= What this task involves =
Using the records below, transcribe exactly only the lines from the one with "of the beige" through the end, both included, and drop every picture.

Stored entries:

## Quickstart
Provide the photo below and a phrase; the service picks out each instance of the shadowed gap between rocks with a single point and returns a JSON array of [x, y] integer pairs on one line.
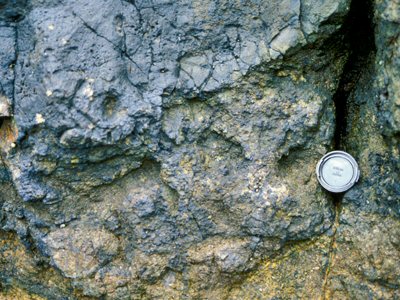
[[358, 33]]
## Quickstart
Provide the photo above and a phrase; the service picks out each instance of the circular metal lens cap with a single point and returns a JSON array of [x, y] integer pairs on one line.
[[337, 171]]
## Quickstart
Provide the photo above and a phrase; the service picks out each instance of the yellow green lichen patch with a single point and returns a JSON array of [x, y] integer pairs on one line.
[[281, 275]]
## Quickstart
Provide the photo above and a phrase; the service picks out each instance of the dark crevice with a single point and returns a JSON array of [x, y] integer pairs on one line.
[[358, 38], [358, 33]]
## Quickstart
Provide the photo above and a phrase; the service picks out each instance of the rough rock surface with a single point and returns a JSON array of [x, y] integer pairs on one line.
[[167, 149]]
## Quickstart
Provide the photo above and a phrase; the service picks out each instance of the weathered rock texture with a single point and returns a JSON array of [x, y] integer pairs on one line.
[[166, 149]]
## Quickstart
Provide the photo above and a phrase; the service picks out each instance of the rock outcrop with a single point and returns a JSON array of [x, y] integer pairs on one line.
[[167, 149]]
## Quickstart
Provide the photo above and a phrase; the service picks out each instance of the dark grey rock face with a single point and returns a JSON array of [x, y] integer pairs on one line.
[[166, 149]]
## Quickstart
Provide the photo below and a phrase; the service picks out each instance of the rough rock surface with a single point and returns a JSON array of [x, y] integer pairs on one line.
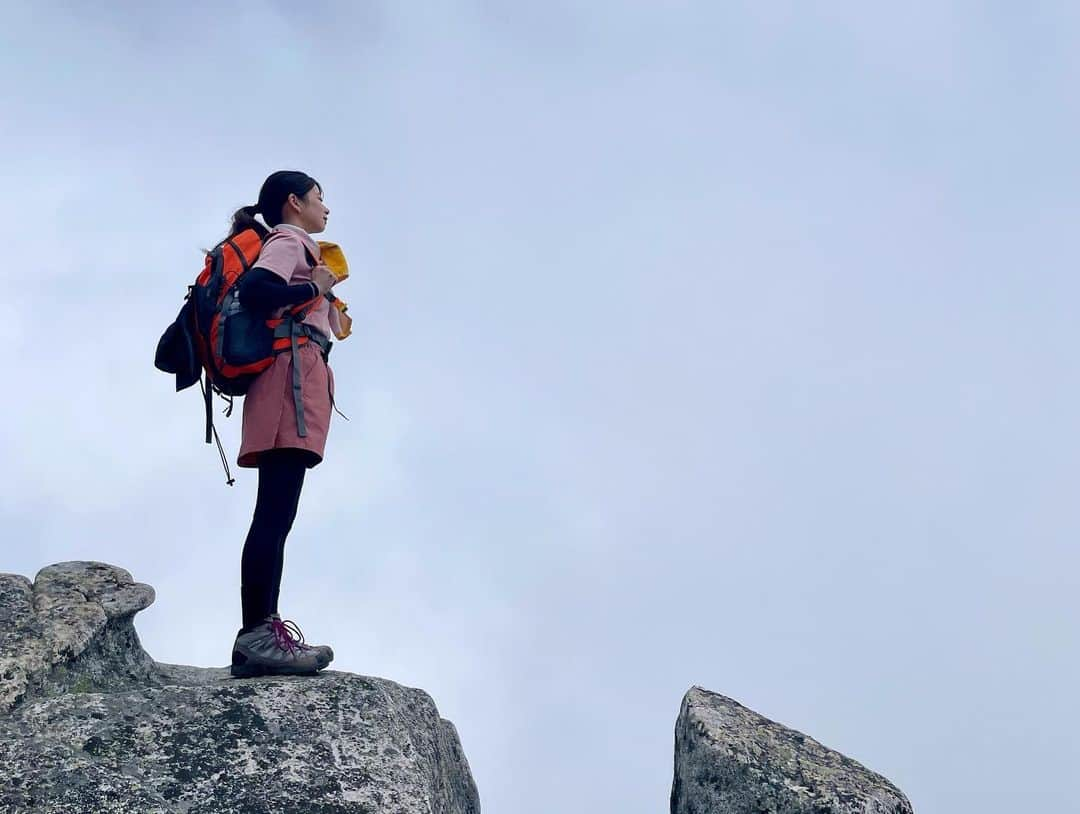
[[90, 722], [731, 760]]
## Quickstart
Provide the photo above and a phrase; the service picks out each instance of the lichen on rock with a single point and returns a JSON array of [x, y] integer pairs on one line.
[[90, 722]]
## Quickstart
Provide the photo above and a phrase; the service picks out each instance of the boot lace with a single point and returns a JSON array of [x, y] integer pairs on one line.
[[287, 635]]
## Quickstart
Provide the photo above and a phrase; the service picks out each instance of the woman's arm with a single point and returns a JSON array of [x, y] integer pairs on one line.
[[264, 290]]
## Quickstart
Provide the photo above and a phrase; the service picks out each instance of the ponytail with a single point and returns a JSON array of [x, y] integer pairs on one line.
[[272, 197], [244, 218]]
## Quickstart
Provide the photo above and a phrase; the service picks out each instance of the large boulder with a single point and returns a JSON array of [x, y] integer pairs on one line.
[[90, 722], [731, 760]]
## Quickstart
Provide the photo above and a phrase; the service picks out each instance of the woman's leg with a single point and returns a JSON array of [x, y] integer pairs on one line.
[[281, 478], [297, 463]]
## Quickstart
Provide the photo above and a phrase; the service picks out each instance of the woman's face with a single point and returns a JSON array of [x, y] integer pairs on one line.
[[310, 213]]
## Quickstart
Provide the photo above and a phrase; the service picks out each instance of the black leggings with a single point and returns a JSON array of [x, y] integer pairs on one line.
[[281, 477]]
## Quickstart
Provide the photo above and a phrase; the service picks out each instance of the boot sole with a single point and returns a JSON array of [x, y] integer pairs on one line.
[[253, 669]]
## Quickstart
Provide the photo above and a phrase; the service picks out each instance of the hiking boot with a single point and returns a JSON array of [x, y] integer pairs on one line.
[[270, 649], [325, 648]]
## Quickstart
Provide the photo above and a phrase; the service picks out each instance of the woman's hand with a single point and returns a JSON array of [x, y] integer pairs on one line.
[[323, 277]]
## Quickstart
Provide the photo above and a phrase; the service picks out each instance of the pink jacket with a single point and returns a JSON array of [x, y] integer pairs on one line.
[[283, 254]]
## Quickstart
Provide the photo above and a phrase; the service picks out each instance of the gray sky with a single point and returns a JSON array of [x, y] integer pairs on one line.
[[716, 343]]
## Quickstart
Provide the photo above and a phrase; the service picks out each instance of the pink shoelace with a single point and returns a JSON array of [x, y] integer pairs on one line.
[[284, 635]]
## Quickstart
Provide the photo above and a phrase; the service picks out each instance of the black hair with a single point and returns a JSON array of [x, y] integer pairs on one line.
[[272, 197]]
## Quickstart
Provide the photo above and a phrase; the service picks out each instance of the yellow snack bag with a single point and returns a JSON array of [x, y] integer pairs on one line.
[[334, 259]]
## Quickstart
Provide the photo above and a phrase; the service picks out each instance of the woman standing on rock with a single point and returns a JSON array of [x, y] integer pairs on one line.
[[286, 416]]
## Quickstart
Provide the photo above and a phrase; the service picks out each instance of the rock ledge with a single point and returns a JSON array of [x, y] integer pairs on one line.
[[90, 722]]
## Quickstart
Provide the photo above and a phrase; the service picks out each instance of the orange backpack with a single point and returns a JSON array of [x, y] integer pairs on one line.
[[216, 338]]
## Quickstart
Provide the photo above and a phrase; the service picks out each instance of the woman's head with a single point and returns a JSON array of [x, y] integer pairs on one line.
[[286, 197]]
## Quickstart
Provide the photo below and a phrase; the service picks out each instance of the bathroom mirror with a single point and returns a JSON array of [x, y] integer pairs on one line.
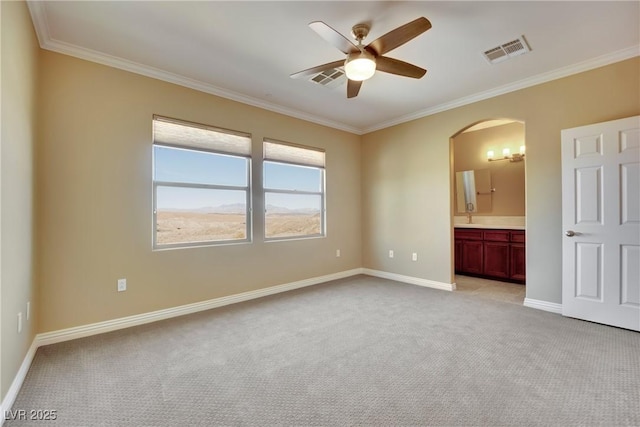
[[473, 191]]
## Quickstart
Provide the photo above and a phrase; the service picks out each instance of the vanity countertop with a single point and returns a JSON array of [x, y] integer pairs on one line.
[[491, 226], [491, 222]]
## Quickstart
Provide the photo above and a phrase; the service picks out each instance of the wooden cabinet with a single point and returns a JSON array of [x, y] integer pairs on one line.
[[494, 254]]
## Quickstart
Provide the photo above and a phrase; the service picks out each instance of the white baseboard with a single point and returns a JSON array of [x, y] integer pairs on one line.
[[411, 280], [16, 385], [140, 319], [543, 305]]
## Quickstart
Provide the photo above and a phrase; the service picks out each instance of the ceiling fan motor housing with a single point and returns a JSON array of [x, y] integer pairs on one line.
[[360, 32]]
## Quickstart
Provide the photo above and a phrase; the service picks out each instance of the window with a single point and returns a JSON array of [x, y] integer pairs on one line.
[[294, 195], [201, 185]]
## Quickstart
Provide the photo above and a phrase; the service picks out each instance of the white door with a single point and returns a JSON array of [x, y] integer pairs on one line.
[[601, 223]]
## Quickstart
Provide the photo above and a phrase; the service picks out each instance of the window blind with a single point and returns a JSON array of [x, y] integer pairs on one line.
[[289, 153], [193, 135]]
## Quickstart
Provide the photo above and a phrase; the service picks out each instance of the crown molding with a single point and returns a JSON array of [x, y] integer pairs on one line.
[[38, 16], [580, 67]]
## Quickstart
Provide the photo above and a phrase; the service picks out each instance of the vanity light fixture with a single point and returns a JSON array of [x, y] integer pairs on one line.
[[506, 155]]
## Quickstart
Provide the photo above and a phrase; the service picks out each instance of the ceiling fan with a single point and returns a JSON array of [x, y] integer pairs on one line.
[[363, 61]]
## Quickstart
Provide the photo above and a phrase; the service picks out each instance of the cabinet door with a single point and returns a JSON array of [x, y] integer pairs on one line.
[[496, 259], [472, 256], [518, 262], [458, 256]]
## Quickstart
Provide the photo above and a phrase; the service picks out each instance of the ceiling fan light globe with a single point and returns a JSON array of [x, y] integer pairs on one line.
[[360, 66]]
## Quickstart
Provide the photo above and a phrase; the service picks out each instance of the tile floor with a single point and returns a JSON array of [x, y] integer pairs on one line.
[[483, 288]]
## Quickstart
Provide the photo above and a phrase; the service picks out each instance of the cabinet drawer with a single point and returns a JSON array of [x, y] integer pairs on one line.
[[497, 235], [517, 236], [468, 234]]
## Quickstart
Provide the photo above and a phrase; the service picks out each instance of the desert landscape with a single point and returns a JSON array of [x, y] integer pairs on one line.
[[190, 227]]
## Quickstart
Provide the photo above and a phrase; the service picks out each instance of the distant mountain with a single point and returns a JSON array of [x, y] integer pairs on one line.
[[239, 208]]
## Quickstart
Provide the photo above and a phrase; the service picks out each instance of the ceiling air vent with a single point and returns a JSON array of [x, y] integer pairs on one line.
[[329, 78], [507, 50]]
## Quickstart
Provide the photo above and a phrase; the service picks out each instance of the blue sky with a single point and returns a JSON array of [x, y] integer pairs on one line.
[[186, 166]]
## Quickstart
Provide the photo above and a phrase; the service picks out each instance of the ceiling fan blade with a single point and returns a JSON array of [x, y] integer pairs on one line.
[[333, 37], [401, 68], [315, 70], [353, 87], [399, 36]]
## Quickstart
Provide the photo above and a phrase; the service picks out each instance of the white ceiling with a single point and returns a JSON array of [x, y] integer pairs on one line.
[[246, 50]]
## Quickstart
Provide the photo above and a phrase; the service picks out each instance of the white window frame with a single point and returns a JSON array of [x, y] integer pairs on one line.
[[291, 155], [200, 145]]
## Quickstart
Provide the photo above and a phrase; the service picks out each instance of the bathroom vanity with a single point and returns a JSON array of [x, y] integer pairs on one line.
[[492, 253]]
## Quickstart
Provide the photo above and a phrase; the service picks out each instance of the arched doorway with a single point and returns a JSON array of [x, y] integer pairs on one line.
[[489, 219]]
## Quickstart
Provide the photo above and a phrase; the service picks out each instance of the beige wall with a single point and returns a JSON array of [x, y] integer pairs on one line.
[[18, 123], [94, 176], [408, 178], [470, 153]]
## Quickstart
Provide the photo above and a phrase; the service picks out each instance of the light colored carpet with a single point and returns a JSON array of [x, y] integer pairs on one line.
[[359, 351]]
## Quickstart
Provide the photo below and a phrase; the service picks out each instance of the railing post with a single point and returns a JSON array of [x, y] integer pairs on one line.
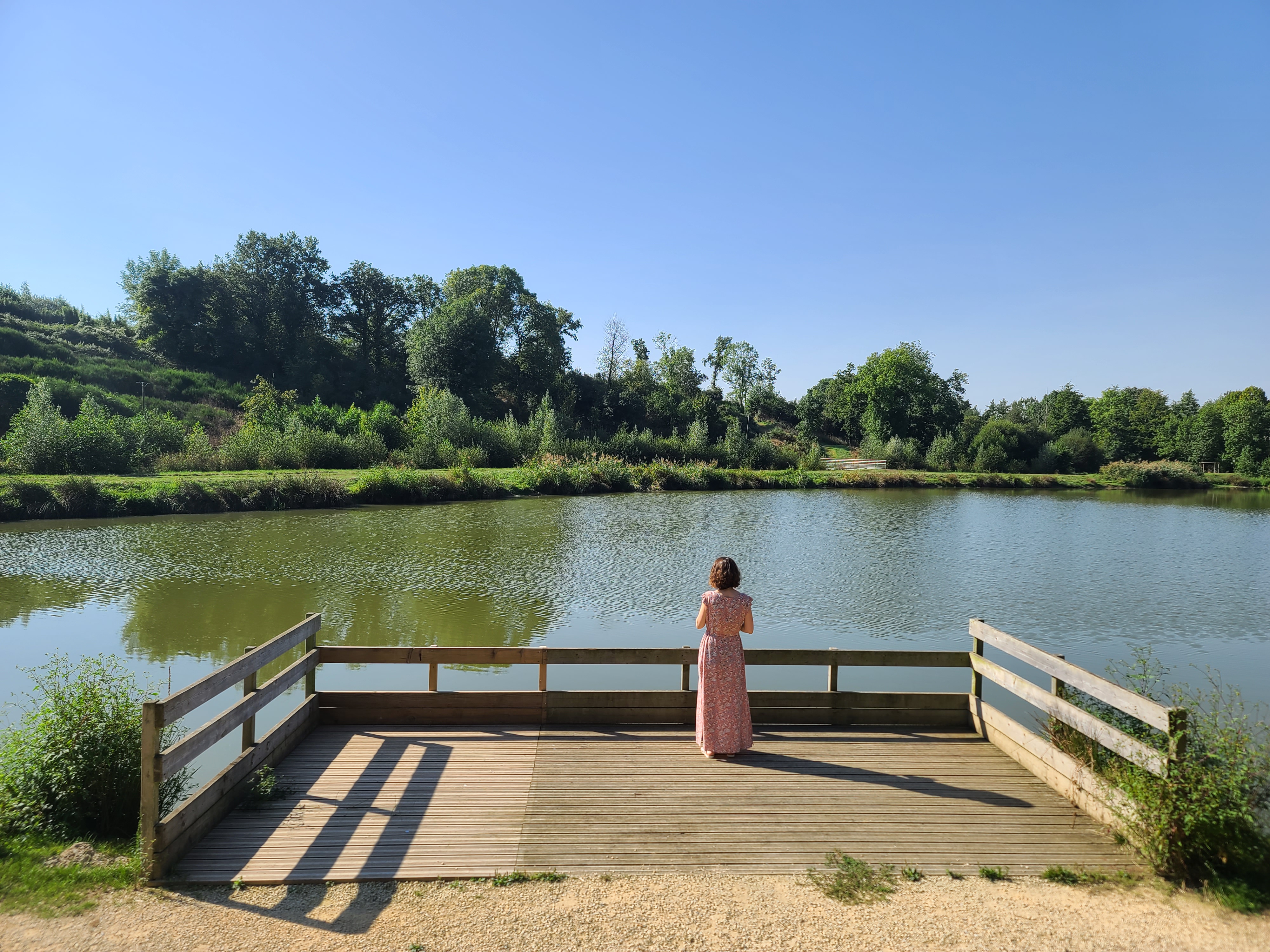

= Answer to the exercise =
Provide the photo above and a phrase; the service picks out each instance of the beige wall with a single point and returns a JSON array of [x, y] integer pairs on one line.
[[18, 123], [94, 176], [408, 178], [470, 153]]
## Quickstart
Provide the photo above and a phrase; the service picks out each instance of the light colored carpet with a single point and returns a JSON array of [x, y] integer pairs on one line.
[[359, 351]]
## Quickstart
Provide the photo below and a phrase; the service picks out each instance of the railing post with a single point and returns a JSON array of [x, y] integer pairs on one line.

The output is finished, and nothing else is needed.